[Work instruction] I'd like the data beneath this line reproduced exactly, without any of its images.

--- --- ---

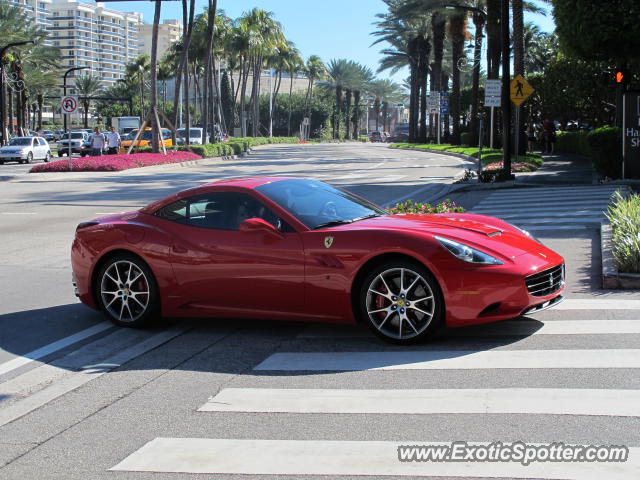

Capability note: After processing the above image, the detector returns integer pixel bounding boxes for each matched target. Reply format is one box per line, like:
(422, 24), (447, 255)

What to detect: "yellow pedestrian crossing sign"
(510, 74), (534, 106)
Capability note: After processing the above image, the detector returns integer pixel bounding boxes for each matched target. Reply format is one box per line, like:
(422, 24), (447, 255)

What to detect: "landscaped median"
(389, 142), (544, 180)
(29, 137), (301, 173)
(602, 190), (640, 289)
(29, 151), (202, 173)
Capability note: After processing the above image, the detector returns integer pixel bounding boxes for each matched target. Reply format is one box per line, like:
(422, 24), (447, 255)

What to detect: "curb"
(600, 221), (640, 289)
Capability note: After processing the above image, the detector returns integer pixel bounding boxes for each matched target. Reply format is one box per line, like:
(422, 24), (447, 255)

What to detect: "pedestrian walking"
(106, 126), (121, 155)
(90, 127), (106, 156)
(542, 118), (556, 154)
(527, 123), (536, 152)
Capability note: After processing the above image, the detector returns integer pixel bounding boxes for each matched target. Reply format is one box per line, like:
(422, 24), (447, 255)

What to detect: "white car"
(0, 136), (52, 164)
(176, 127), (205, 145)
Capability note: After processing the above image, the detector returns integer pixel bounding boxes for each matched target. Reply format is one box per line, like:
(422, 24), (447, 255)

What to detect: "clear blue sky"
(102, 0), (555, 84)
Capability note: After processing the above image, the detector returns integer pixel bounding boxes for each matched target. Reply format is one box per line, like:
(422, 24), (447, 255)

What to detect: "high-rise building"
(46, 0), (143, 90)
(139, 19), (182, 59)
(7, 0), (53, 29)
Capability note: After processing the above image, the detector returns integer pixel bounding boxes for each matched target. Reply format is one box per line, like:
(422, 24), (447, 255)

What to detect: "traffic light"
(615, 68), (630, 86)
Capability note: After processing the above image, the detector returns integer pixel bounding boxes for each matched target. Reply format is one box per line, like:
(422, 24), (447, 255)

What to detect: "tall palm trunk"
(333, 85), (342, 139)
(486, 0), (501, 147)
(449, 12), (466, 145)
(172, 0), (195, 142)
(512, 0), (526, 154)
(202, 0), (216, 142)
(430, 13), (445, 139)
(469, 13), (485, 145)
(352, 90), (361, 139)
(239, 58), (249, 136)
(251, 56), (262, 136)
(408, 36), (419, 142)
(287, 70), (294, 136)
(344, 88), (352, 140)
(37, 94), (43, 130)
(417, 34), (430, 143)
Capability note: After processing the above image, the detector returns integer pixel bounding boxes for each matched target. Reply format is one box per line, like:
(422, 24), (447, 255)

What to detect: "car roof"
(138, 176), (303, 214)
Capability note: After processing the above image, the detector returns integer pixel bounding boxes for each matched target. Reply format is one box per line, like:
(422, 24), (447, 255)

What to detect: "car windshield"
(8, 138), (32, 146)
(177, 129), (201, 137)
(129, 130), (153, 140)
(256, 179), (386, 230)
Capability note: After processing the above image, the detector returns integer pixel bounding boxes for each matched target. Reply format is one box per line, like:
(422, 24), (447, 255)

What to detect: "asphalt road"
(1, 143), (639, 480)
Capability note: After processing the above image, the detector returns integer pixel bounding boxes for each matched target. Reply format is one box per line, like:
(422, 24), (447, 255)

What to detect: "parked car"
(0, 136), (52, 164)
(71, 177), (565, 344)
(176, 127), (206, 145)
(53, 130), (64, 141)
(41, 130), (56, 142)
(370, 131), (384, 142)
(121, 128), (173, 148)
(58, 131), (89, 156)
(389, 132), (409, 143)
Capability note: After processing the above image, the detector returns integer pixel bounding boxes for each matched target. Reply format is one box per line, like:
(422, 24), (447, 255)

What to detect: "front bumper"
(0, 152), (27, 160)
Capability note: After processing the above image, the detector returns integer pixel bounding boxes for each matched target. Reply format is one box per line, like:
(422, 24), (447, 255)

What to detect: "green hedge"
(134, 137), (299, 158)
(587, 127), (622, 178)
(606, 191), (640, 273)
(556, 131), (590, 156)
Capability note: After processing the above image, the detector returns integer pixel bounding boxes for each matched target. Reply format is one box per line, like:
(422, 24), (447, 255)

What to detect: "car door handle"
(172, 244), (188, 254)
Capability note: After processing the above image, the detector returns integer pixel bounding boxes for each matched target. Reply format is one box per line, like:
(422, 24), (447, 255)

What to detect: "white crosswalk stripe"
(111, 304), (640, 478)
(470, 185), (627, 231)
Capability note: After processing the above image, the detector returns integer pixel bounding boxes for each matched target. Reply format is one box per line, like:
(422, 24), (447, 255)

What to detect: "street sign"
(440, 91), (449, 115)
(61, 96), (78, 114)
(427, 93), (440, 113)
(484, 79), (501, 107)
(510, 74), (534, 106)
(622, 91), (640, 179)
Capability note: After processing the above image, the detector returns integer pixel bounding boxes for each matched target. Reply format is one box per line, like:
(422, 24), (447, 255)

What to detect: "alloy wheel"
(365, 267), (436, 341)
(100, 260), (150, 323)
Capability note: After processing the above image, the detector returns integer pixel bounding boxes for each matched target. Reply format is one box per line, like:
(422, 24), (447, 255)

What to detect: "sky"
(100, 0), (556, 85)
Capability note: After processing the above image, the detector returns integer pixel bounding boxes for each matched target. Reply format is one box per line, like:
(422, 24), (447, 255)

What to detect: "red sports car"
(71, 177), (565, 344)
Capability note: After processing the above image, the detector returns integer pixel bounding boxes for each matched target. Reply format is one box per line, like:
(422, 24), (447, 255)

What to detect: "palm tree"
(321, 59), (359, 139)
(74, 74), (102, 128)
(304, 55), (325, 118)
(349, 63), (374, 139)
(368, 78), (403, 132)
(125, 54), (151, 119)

--- --- ---

[Reply]
Capability note: After processing the above image, the detector returns integer pixel bounding boxes for each matched target. Reply format is one box per line, like:
(422, 24), (447, 255)

What to detect: "yellow pedestrian crossing sign"
(510, 74), (534, 106)
Capability note: After processing the above image, the detector returns integer pixel bounding boxes for each matched target. Reply format is one box per line, like:
(422, 24), (447, 255)

What to detect: "landscaped median"
(389, 142), (544, 180)
(29, 137), (301, 173)
(602, 190), (640, 289)
(29, 151), (202, 173)
Capability note: After processing the above image, the detector returns integer pixel bounding boxes for each matched target. Reply format is one box per line, like:
(422, 24), (447, 255)

What to detect: "curb"
(600, 221), (640, 289)
Capability note: After processing the above image, the detector returns integer pixel bounding boxes for each matched target. Reply format is one box per line, like:
(422, 24), (447, 255)

What to detect: "pedestrian walking"
(106, 126), (121, 155)
(90, 127), (106, 156)
(542, 118), (556, 154)
(527, 123), (536, 152)
Capability note: After processing the above image, the detector returns integer pixel bounding boxes for each matched target. Reply format is one box per line, like:
(422, 24), (447, 255)

What to detect: "white car"
(0, 136), (52, 164)
(176, 127), (205, 145)
Capability note: After processing the above image, the detector returns integer pixel bounding boxes for each matched target. Reply format is one box per line, like:
(422, 24), (447, 255)

What to detect: "clear blue sky"
(102, 0), (555, 84)
Capability note: After processing the above image, the detector returns integer pixel bounding boxes for each matched target. Reply format is one box per line, like:
(422, 24), (447, 255)

What to detect: "high-rise building"
(46, 0), (143, 90)
(139, 19), (182, 59)
(7, 0), (53, 29)
Capability note: After processing the above image, the detector returns integer pixel bounding boxes for each matched target. Reply format is one box per line, like:
(422, 24), (447, 255)

What to detect: "traffic light"
(615, 68), (630, 86)
Capability note: After processing the above image, the detector returns integer pixel bounding boxes for each matched target. Reply format is one box per line, like:
(422, 24), (447, 255)

What to detect: "tall palm trunk"
(333, 85), (342, 139)
(486, 0), (501, 147)
(449, 12), (466, 145)
(172, 0), (195, 142)
(512, 0), (526, 154)
(202, 0), (216, 142)
(430, 13), (445, 139)
(469, 13), (485, 145)
(352, 90), (361, 139)
(239, 58), (249, 136)
(251, 56), (262, 136)
(408, 36), (419, 142)
(287, 70), (294, 136)
(344, 88), (352, 140)
(37, 94), (43, 130)
(417, 34), (430, 143)
Capability note: After processing the above image, the detector returns integer pixel bounding boxes for each matched target. Reply format is one box per line, like:
(422, 24), (447, 255)

What to detect: "car roof"
(138, 176), (303, 214)
Capability note: After processing the above image, the detector returns integer pixel bounding boxes for each matched target. Reply format is one box per line, like:
(422, 24), (447, 255)

What to detect: "car windshield"
(8, 138), (32, 146)
(177, 129), (201, 137)
(129, 130), (153, 140)
(256, 179), (386, 230)
Capability note: After processing the above image, the detector returns integer pixel bounding boxes for each matched target. Reply format is one box per line, like:
(422, 24), (447, 255)

What to detect: "asphalt road"
(1, 143), (639, 480)
Capability note: After processing the above image, the detector returns integer pixel bounding boxes for each matched target. Reply format is one box per line, like:
(422, 24), (447, 255)

What to detect: "parked car"
(0, 136), (52, 164)
(71, 177), (565, 344)
(176, 127), (206, 145)
(53, 130), (64, 141)
(41, 130), (56, 142)
(370, 131), (384, 142)
(121, 128), (173, 148)
(58, 131), (89, 156)
(389, 132), (409, 143)
Capability note: After processing the above image, the detector returns integer pixel bounding boxes for each matched target. Reply format is one box per line, like:
(422, 24), (447, 255)

What to detect: "front bumper"
(0, 152), (27, 160)
Capability note: After processing the above image, the detector returns integer pixel bounding boxes for each matched target. Reply format is one box per line, like:
(422, 24), (447, 255)

What to detect: "green hedge"
(134, 137), (299, 158)
(587, 127), (622, 178)
(606, 191), (640, 273)
(556, 131), (590, 156)
Capability note: After processing the above image, the detector returns integer pixel bounding boxes for each matched target. Reply format is one box per line, like:
(422, 24), (447, 255)

What to detect: "car door handle"
(172, 244), (188, 254)
Capability note: After processing the above image, the detector returns integer pixel bounding boxes for each matched target. Reply format is one box per line, like:
(422, 24), (447, 255)

What to detect: "white crosswalk stripe"
(111, 304), (640, 478)
(470, 185), (627, 231)
Capability note: After processing the above image, the detector returns integer pixel bounding boxes for each matched target. Reply format is one box per line, like:
(422, 24), (447, 255)

What to detect: "street sign"
(440, 91), (449, 115)
(61, 96), (78, 114)
(427, 93), (440, 113)
(484, 79), (501, 107)
(510, 74), (534, 106)
(622, 91), (640, 179)
Capability note: After processing the above image, the detector returns integer pixel bounding boxes for each matched target. Reply format is one box per line, like:
(422, 24), (447, 255)

What to detect: "alloy wheel"
(365, 267), (436, 341)
(100, 260), (150, 323)
Capability note: After processing the above image, the detector returns integer pixel bounding boxes for each matched target. Reply format is one box per line, like:
(422, 24), (447, 255)

What to detect: "sky"
(100, 0), (556, 85)
Capability note: After processing the above image, the detector returns integer pixel bounding boxes for each matched target. Reply format is one box per line, like:
(422, 24), (447, 255)

What to detect: "red sports car"
(71, 177), (565, 344)
Capability note: After processing the above image, the detector returns integer pixel bounding boxes for each matched target. Reply format is one box per line, like:
(422, 24), (447, 255)

What to detect: "palm tree"
(321, 59), (359, 139)
(74, 74), (102, 128)
(304, 55), (325, 118)
(349, 63), (374, 139)
(368, 78), (403, 132)
(125, 54), (151, 119)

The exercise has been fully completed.